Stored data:
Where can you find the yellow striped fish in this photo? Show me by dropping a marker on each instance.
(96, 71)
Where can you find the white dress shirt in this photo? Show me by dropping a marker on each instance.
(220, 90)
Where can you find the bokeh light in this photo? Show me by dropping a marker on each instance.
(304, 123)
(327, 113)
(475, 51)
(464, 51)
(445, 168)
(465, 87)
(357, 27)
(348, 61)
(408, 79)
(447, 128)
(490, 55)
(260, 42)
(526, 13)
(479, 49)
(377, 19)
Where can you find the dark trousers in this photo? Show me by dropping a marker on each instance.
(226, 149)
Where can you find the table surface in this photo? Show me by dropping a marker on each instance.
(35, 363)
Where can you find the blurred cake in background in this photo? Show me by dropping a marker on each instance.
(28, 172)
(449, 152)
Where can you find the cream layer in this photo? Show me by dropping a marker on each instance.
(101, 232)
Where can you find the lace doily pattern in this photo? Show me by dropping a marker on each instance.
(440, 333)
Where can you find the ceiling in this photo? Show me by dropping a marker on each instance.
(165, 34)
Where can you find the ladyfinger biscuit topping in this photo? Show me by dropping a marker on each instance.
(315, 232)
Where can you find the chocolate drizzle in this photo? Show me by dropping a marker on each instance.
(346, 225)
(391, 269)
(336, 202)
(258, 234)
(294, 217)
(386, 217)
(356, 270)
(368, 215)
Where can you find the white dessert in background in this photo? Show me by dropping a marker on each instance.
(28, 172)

# Short task:
Reproduce the material above verbatim, keeping every line in its original order.

# Response to this exercise:
Where can you find the yellow striped fish in this photo? Show me by dropping a marker on each instance.
(96, 71)
Where can you find the white dress shirt in this photo? Show me by dropping a marker on each instance.
(220, 90)
Where can you find the bokeh light in this photo? Show me by dropping a marker on each instance.
(304, 123)
(327, 113)
(475, 51)
(464, 51)
(445, 168)
(465, 87)
(357, 27)
(348, 61)
(408, 79)
(447, 128)
(490, 55)
(260, 42)
(526, 13)
(479, 49)
(377, 19)
Where can you find the dark trousers in this photo? Show me by dropping a marker on each instance.
(226, 149)
Where can you find the table surface in this photo? Show me by dropping a marker on each instance.
(35, 363)
Where can you find the blurred cake in background in this photo? Show me by dropping a marker on each instance.
(28, 172)
(449, 152)
Where can you find the cream layer in this photo? Show me by dropping a marker on each instance.
(101, 232)
Where can you find the lace doily pattern in this photo? Show me by dropping a marker on each instance.
(440, 333)
Where can you find the ceiling in this photo? Show me by dropping a marker on each instance.
(165, 34)
Where can you find the ladyfinger biscuit topping in this photo? Show me by dropping a marker on each instance.
(315, 232)
Where can you find the chocolate drizzle in this photo? Show me by dropping a marker on each instance.
(346, 225)
(391, 269)
(336, 202)
(258, 234)
(294, 217)
(386, 217)
(356, 270)
(368, 215)
Where can you find the white dessert in background in this photo? Show me by dropping a marker on each instance.
(28, 172)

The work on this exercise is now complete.